SHORT PROBLEM 1 | Decide whether each statement agrees with the Sahara road trip account below, answering yes or no and quoting the deciding words: (a) Ali is about 40 years old. (b) Ali's son Ziya is five. (c) The desert excursion lasts a week.
SHORT PROBLEM 2 | In the Sahara road trip account below, what vehicle does the group ride in?
SHORT PROBLEM 3 | Write the next part of the Sahara road trip account below, picking up after its final sentence.

TEXT PROVIDED |
“Are we there yet?” I joke as we drive through downtown Marrakech.
Our group is piled into a Ford Explorer with Ali at the wheel. A slight, well-dressed guy of about 40, Ali is our tour guide, captive audience, and chaperone for this 3-day Sahara Desert excursion.
The Sahara sits along Morocco’s border with Algeria, making it a days’ drive each way. It’s a significant chunk of our vacation time to spend commuting, but I certainly didn’t come to Morocco only to miss out on the cinnamon sands of the Erg Chebbi dunes.
We’ve got a lot of road to cover and not a lot to see along the way, dear Reader, so buckle up.
We spend the first few moments (or has it been hours?) of our ride getting acquainted with Ali. He lives just outside of Marrakesh with his wife and young son, Ziya, age two. As a professional driver, Ali is often traveling around Morocco for weeks at a time before making it home again.

GIVEN RECORDS |
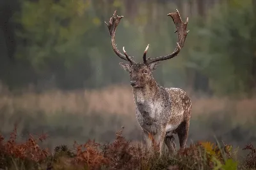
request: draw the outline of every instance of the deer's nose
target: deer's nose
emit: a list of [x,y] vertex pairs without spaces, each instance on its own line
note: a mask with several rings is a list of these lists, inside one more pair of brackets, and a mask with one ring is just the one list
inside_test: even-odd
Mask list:
[[131,81],[130,81],[131,85],[131,86],[134,86],[136,82],[136,81],[135,81],[135,80]]

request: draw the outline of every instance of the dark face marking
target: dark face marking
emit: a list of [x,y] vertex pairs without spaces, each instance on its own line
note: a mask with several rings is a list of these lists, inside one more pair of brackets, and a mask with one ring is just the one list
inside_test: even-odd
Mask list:
[[152,71],[156,69],[158,62],[146,65],[141,63],[131,65],[120,63],[123,69],[130,73],[131,85],[133,87],[143,87],[154,80]]

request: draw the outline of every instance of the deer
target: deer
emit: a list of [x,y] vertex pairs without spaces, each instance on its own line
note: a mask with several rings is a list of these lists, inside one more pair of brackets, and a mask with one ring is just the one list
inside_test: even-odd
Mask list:
[[120,66],[130,74],[130,83],[132,88],[136,105],[136,117],[141,128],[146,148],[150,150],[153,141],[162,149],[165,143],[170,153],[176,151],[173,134],[177,134],[180,151],[182,152],[187,142],[191,115],[191,101],[188,95],[181,89],[164,88],[159,85],[153,77],[152,73],[161,60],[177,56],[184,46],[189,31],[186,31],[188,17],[183,22],[178,10],[167,15],[172,17],[178,33],[177,47],[173,52],[165,56],[155,58],[147,57],[147,45],[143,55],[143,63],[136,62],[129,56],[123,47],[124,54],[117,48],[115,36],[116,27],[124,16],[116,15],[115,11],[108,24],[111,45],[114,52],[128,63],[120,62]]

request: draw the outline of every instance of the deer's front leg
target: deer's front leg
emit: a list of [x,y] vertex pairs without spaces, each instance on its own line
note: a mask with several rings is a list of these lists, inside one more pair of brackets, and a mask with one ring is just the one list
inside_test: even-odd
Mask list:
[[151,152],[152,149],[152,141],[150,139],[150,134],[147,131],[143,130],[143,137],[145,139],[145,142],[146,143],[146,148],[148,151]]
[[162,146],[164,141],[165,138],[165,130],[164,128],[161,128],[161,131],[155,136],[156,143],[158,146],[158,152],[160,152],[160,156],[162,155]]

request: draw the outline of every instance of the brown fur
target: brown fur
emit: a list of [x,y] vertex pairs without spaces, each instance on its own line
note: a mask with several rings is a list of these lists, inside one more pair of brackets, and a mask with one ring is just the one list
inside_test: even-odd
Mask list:
[[[191,113],[189,97],[182,89],[159,86],[152,76],[152,66],[124,63],[120,65],[131,73],[131,80],[136,81],[133,86],[136,117],[147,146],[152,146],[150,133],[160,150],[164,141],[170,152],[173,152],[175,146],[173,134],[177,133],[180,147],[184,149]],[[144,73],[145,70],[147,73]],[[168,125],[172,127],[170,131],[166,129]]]
[[105,23],[109,31],[114,52],[119,57],[129,62],[120,64],[130,73],[136,115],[148,147],[151,148],[153,140],[161,150],[164,141],[170,152],[173,152],[175,146],[173,136],[174,133],[178,134],[180,149],[185,148],[191,114],[191,101],[182,89],[164,88],[159,85],[152,76],[152,71],[156,69],[159,61],[177,56],[183,47],[188,33],[188,31],[186,31],[188,18],[184,23],[177,10],[175,13],[167,15],[172,18],[177,29],[175,32],[178,33],[179,41],[176,49],[166,56],[147,59],[148,45],[143,53],[142,64],[136,63],[126,53],[124,47],[124,55],[116,46],[115,31],[123,16],[116,16],[115,11],[109,24]]

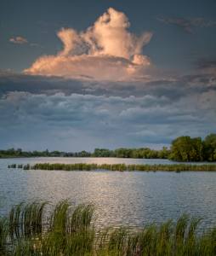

TASK OUTPUT 1 |
(a) Yes: "A slight, well-dressed guy of about 40"
(b) No: "young son, Ziya, age two"
(c) No: "this 3-day Sahara Desert excursion"

TASK OUTPUT 2 | A Ford Explorer.

TASK OUTPUT 3 |
I remark how difficult that must be and he shrugs, “I work when there is work. Some seasons are busy, some are not.”
He regales us with stories of his travelers. First, Ali tells us of the American woman who hired him to drive her to the Sahara in the height of summer. Once there, she demanded her money back, declaring the experience “entirely too hot and dusty.” Next, he tells us of the genial German man who was all too happy to share his road snacks with Ali. By the end of their trip together, Ali had gained 3 kilos (or about 6 pounds)!
Ali navigates a series of hairpin turns as we make our way up into the Atlas Mountains. We’re in Berber territory now. The Berbers – or Amazigh as they prefer to be called – live scattered across North Africa, their presence in the region pre-dating the Arabs to almost 3000 BC. Though nomadic communities exist, the majority live in villages made up of adobe houses. Ali tells us that most Berbers are subsistence farmers who grow fruit and nuts or raise small flocks of sheep or goats. The women weave carpets or make argan oil to sell along the road for a little extra cash.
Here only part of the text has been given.